**Passage shown:**

In April 2019, Moodys reported that this figure was at 98.5%.
Thailand’s current account predicted to be positive at 2% since gates to the kingdom fully opened to foreign tourism at the start of 2023, 3.9% in 2024
Fitch also predicts that the country’s current account will show a surplus this year of 2% which is predicted to increase to 3.9% in 2024.
This is driven by an improvement in the country’s foreign tourism industry which is producing increased foreign tourist exchange income while at the same time, the cost of oil has reduced, easing the pressure on the country’s outgoings.
Fitch also noted that Thailand’s impressive foreign reserves represent 42.6% of the country’s projected GDP for 2023.
This leaves Thailand positioned as one of the star performers in the world in this respect.
The country’s foreign currency reserves dynamic has improved significantly since the end of 2022 and the full reopening of the foreign tourism industry since then, despite the slowdown in exports.
Reserve buffers to remain ample representing 7.3 months of external payments based on 2023 figures
‘We expect reserve buffers will remain ample to cover 7.3 months of current external payments in 2023,’ the Fitch update reported, which is more than the projected median of 4.2 months for other BBB and A-rated peer countries.
Fitch also took note of Thailand’s lower-than-average level of inflation which is predicted to come out at 2% in 2023, a significant fall from 6.1% in 2022 and within the Bank of Thailand’s targeted range of 1-3%.
The central bank has addressed itself to the management of the country’s elevated household debt level with the ratings agency noting that even at 90.6% in the first quarter of 2023, it represents a significant improvement on the 95.5% reported in 2021 at the end of the pandemic crisis.
Household debt is higher than regional peers
It notes, however, that the level is considerably higher than regional peers and in line with the Bank of Thailand, highlights this as a key vulnerability for Thailand’s financial system.
Fitch reported that Thailand’s banks appear to be resilient and have maintained a strong buffer against the risk of non-performing loans.
Nevertheless, it is clear that this is the Achilles’ heel in Thailand’s financial profile and indeed its wider economy.
Worldwide public debt noted by a worried UN Secretary-general António Guterres last week with 59 countries or 3.3 billion people living in a debt crisis
Concern about debt levels throughout the world is rising with the Secretary General of the United Nations, António Guterres, on Wednesday, highlighting that total public debt acoss the world in totalled $97 trillion.

Region descriptions in natural language:
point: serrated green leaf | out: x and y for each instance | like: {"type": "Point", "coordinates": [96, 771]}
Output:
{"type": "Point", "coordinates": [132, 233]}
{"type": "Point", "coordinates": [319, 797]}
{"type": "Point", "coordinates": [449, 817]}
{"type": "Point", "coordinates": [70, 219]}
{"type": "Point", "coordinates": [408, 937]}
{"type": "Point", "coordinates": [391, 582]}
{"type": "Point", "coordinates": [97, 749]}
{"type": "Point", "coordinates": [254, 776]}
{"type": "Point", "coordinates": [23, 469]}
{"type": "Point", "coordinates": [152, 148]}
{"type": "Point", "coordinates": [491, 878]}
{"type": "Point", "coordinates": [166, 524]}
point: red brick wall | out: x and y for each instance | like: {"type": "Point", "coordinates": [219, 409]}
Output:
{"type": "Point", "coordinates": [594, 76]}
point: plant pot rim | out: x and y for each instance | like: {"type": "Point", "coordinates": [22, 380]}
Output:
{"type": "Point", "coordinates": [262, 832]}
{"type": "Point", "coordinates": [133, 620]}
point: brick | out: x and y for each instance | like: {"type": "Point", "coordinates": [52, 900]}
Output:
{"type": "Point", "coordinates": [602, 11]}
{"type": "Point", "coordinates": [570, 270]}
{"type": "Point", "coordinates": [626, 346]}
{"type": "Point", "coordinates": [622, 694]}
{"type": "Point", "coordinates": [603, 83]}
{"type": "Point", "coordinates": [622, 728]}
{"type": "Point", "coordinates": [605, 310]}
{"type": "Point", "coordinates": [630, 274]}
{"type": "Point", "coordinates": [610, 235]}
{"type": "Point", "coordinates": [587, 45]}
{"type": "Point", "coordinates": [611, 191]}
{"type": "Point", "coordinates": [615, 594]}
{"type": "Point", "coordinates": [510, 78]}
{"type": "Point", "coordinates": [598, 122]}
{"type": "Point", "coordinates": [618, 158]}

**What is required:** Carry on the passage about Thailand's economy and debt from its final sentence. The records have no connection to the passage on Thailand's economy.

**Response box:**
For Thai readers, this figure is an astronomical ฿3,358 trillion and represents the latest figures only up to the end of 2022.
Mr Guterres noted that the world is in the midst of a debt crisis which is impacting both developed countries and non-developed countries and is the main reason for the current economic slowdown.
The UN chief was particularly concerned about 59 countries currently caught in a debt trap or debt spiral compared to just 22 in 2011.
China has a significant debt problem
Significantly, one of these countries is the world’s second-largest economy, and a creditor to many other nations. China’s borrowing has seen its debt to GDP currently running at 279.7%.
The Chinese figure is one that most economists and analysts agree is unsustainable and which is coming at a time when the communist country is experiencing an ongoing crisis in its regional banking sector which is proving to be intractable.
The percentage for China’s debt ratio in the economy came from figures produced by the Chinese Central Bank and Statistics Bureau released by New York-based Bloomberg.
Countries mired in debt are currently home to 3.3 billion people or just under half of the world’s population. These are countries whose public debt exceeds or is larger than the combined budget for education and health.
Speaking in this context, the robust nature of Thailand’s external finances and the prudent management of its economy by the outgoing government can be seen as a strength for the kingdom, despite its current political problems, the threat of a crisis over private sector debt within the banking system and the challenges faced in coping with an ageing population.